:: WHAT THIS TASK INVOLVES ::
Starting from the line that contains "Return one point per instance of the metal pipe", reproduce each line exactly through the end of the material, and include no other lines.

:: INPUT DATA ::
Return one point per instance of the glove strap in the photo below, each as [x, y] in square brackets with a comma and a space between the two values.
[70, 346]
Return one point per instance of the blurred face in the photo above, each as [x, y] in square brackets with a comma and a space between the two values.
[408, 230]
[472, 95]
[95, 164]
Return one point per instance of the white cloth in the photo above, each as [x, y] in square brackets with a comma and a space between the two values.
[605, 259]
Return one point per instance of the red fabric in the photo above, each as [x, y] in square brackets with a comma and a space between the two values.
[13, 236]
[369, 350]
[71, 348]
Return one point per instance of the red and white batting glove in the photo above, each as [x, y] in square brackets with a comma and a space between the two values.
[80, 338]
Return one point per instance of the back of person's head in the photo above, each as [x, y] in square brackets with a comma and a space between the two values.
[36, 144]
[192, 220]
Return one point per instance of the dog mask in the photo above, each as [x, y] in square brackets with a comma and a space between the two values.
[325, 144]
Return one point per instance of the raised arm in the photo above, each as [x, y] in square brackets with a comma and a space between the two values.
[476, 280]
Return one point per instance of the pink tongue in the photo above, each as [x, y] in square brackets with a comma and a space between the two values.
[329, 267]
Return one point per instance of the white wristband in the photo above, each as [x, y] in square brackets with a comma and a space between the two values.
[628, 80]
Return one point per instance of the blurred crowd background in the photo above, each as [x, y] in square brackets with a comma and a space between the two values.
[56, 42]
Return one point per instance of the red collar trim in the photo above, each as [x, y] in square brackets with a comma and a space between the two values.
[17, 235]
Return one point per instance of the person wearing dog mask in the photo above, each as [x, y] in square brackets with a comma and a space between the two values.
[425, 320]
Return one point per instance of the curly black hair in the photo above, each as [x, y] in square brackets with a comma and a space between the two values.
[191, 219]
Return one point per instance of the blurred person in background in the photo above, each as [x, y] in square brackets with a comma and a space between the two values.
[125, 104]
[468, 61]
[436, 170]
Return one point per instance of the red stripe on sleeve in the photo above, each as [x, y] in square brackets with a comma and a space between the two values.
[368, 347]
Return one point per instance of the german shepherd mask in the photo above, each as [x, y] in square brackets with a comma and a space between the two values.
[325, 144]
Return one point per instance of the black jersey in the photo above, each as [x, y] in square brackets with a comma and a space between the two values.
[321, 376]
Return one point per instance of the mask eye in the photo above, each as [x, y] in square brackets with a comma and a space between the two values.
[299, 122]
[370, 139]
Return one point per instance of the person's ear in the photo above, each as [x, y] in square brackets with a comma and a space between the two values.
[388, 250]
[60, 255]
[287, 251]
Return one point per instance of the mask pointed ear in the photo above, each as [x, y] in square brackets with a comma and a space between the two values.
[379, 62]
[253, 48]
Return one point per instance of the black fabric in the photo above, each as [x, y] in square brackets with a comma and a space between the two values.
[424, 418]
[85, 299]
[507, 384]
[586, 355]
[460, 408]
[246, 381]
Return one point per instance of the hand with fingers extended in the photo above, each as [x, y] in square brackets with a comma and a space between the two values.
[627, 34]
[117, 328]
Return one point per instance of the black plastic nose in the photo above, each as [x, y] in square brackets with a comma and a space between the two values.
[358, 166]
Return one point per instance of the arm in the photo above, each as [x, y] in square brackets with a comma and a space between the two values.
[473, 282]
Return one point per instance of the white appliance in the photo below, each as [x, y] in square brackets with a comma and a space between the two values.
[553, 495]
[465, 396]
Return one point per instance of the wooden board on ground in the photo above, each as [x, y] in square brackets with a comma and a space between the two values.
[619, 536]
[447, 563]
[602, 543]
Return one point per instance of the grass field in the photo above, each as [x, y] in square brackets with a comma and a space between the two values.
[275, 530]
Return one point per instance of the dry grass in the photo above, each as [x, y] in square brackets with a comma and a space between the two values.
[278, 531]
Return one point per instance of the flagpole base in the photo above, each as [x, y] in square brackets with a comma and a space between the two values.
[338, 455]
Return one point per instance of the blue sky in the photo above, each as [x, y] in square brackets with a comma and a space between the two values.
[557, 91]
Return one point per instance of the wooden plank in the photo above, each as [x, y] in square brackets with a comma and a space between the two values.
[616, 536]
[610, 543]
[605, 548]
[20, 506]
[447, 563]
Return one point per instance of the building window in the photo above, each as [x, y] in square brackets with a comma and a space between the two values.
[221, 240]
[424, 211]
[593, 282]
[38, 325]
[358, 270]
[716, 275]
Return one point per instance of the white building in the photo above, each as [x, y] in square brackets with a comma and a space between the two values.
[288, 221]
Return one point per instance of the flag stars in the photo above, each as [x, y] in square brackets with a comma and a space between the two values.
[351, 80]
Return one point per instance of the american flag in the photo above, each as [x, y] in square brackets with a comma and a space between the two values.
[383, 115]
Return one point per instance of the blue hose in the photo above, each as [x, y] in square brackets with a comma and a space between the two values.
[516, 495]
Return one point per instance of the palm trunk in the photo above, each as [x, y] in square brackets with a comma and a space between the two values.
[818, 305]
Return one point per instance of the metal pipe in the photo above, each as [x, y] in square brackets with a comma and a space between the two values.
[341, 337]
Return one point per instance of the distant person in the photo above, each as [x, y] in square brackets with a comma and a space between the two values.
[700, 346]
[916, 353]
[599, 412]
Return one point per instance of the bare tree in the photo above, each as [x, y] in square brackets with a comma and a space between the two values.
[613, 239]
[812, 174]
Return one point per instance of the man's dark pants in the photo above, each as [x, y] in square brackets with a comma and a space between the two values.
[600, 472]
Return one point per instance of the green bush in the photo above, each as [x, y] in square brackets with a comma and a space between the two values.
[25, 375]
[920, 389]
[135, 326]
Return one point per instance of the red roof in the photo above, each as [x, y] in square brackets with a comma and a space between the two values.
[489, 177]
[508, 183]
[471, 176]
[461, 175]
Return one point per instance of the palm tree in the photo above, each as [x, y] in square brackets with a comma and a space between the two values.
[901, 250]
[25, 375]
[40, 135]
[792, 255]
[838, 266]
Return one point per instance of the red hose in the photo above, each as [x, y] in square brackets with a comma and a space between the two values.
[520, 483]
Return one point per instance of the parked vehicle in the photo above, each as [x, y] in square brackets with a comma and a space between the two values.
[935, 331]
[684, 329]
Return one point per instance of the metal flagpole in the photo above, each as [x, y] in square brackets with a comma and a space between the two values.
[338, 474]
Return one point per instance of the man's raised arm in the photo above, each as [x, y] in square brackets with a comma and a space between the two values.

:: EXERCISE OUTPUT ::
Return one point per instance of the metal pipe in the photo above, each as [x, y] in square brackets with a comma and a space between the two values.
[341, 337]
Return one point per instance of the distant person in the photo above, each as [x, y] in square brackets with a comma and a space between the two values.
[700, 346]
[916, 353]
[599, 412]
Return one point per instance of the bare tree in the photo above, each as [x, y] in square brackets with a comma and a space between the two values.
[613, 239]
[812, 174]
Return one point per instance of the man's dark pants in the photo above, each as [x, y] in square brackets with a comma and a space between the two values.
[600, 472]
Return one point per instance of the green bush in the photo above, each as [x, y] in square brackets with a comma and a space between the two values.
[25, 375]
[920, 389]
[135, 326]
Return one point per instance of the red roof in the photo above, each as [x, y] in square brackets with a comma and a space between the two values.
[489, 177]
[508, 183]
[471, 176]
[461, 175]
Return one point per instance of the palm tree in the photo above, each as [x, y] in square brackets with a comma and a space between the two values.
[901, 250]
[25, 375]
[40, 135]
[792, 255]
[838, 266]
Return one point per instance of the red hose in the photo above, each as [x, y] in square brackets with a comma and a space between the two values.
[520, 483]
Return one point per instance of the parked vehicle in the photo above, each as [x, y] in square brackets with a comma and a space between the two values.
[935, 331]
[684, 329]
Return one point per instance of the metal flagpole in the photo above, each as [x, y] in square brackets with a comma and a space between the two values.
[338, 474]
Return one point per instance of the man's raised arm in the photo above, each as [x, y] in square brackets with a comma and a space between the two values.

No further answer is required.